**WHAT IS ASKED:** Display every line in the entries below that contains the string "jacket". Matching is case-sensitive.
**** DATA FOR THE TASK ****
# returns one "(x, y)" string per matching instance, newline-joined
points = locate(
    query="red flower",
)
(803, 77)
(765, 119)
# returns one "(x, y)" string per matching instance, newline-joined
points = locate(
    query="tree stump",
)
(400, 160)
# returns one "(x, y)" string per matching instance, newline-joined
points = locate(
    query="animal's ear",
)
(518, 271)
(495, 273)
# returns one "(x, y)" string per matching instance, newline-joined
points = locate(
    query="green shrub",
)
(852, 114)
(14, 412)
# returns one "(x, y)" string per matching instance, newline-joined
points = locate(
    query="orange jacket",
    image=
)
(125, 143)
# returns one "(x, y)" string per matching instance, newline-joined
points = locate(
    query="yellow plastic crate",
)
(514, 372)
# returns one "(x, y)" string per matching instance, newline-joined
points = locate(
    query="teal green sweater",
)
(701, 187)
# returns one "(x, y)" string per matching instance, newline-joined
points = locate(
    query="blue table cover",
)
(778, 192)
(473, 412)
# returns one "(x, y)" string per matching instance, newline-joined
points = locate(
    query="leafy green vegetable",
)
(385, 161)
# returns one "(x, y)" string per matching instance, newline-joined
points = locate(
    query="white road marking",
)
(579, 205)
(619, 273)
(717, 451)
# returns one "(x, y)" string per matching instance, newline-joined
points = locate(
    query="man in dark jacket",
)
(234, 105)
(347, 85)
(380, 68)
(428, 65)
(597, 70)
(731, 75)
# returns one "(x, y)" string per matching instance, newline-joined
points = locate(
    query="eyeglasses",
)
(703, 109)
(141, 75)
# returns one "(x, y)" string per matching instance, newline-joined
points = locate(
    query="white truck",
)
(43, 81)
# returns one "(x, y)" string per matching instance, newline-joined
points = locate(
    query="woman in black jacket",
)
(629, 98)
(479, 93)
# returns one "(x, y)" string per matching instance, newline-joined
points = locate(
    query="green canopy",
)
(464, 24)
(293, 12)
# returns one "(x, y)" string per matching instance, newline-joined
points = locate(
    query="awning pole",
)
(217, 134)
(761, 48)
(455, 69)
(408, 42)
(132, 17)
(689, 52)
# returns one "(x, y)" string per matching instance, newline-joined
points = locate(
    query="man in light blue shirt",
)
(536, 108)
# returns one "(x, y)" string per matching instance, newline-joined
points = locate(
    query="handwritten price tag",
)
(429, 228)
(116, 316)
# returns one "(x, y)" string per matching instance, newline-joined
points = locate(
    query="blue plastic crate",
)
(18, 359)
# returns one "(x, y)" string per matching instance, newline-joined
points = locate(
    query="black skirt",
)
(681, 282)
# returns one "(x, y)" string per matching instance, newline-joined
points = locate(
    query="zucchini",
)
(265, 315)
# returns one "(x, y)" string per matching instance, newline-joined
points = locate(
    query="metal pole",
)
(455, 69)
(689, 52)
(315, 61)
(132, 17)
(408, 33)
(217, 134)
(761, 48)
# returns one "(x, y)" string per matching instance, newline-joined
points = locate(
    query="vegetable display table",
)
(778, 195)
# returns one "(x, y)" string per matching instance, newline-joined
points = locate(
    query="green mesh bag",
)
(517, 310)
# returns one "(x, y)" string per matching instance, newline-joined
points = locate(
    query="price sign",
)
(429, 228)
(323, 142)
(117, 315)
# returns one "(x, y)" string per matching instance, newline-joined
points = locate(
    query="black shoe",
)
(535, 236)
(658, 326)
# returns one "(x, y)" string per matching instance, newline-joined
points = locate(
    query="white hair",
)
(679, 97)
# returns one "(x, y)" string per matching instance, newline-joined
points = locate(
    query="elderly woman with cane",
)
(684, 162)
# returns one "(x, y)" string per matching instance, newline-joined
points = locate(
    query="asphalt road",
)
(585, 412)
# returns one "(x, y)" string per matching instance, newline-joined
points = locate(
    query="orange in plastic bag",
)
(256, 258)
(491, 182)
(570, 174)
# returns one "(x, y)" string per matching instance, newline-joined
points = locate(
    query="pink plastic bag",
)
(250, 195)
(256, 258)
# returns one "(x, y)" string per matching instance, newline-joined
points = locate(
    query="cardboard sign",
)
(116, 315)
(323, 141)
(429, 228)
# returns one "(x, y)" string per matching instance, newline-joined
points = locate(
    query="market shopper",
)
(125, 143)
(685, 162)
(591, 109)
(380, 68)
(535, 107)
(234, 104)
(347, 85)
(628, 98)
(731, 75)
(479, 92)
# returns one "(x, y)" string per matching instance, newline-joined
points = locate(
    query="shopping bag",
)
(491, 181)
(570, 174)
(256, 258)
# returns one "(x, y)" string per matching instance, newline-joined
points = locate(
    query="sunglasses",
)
****
**OUTPUT:**
    query="orange jacket",
    query="man in dark jacket",
    query="woman in black jacket",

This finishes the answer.